▶ **About this task**:
In the entries below, how many lines contain the string "positive"? Give only the number.

▶ **Provided information**:

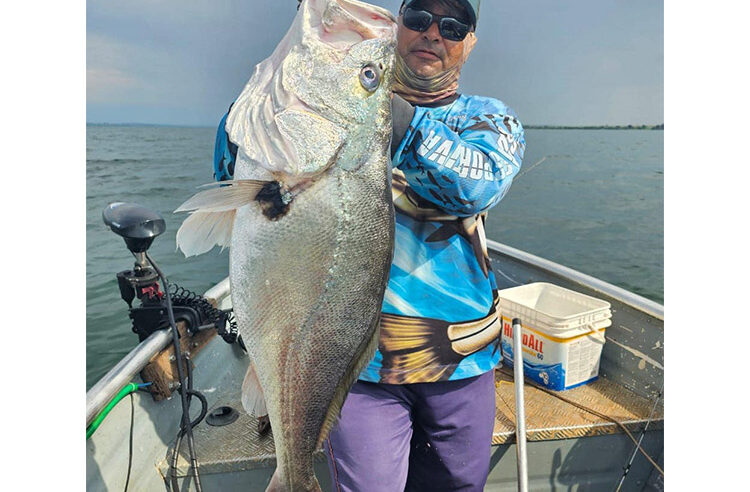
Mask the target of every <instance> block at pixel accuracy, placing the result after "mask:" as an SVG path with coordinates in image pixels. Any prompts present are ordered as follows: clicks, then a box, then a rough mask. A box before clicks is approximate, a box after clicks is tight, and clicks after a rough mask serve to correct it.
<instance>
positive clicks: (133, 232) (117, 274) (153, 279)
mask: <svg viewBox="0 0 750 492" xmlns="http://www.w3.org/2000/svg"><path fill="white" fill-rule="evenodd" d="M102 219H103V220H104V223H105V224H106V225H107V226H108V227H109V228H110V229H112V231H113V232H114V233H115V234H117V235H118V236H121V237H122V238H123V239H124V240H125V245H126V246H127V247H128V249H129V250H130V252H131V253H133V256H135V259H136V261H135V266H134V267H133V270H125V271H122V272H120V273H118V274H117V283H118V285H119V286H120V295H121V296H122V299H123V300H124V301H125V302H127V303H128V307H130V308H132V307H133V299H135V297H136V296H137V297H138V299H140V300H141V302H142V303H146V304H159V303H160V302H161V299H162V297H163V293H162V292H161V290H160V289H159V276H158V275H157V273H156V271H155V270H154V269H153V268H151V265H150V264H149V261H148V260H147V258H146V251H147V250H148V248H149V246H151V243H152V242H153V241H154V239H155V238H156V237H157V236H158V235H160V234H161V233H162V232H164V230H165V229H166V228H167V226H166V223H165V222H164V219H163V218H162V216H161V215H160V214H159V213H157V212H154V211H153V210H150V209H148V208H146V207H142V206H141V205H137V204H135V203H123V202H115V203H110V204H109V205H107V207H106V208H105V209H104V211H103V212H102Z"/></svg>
...
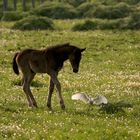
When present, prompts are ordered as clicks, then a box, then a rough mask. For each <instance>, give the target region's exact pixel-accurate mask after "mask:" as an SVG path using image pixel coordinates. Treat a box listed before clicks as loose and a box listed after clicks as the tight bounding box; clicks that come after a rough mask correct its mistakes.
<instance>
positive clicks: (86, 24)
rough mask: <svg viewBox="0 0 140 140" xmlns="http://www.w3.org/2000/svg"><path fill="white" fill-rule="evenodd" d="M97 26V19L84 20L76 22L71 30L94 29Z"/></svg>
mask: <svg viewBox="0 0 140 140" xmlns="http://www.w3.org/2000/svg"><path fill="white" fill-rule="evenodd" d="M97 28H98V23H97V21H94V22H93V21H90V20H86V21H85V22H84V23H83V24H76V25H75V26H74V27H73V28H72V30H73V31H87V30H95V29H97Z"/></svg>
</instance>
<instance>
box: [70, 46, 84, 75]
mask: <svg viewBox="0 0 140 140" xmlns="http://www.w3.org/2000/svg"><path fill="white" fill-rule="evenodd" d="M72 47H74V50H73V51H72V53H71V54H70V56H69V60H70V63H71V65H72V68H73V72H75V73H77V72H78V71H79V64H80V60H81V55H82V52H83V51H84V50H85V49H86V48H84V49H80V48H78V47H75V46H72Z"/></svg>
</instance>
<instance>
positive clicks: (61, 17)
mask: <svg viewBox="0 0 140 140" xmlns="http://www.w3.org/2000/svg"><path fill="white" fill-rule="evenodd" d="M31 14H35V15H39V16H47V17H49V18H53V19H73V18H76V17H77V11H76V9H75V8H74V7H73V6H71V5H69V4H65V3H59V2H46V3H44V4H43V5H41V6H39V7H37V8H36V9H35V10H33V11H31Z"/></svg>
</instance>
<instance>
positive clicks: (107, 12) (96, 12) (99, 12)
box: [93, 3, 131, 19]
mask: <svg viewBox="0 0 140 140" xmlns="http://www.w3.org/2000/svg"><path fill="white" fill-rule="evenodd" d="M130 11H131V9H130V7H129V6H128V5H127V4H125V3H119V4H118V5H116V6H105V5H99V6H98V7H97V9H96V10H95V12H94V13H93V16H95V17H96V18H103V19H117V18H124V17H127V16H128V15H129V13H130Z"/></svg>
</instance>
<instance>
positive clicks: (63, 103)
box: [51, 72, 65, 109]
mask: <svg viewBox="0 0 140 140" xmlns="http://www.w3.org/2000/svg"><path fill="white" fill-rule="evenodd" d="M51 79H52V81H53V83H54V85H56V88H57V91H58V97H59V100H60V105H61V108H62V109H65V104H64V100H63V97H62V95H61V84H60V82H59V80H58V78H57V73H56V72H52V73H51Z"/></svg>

▶ **Output below**:
5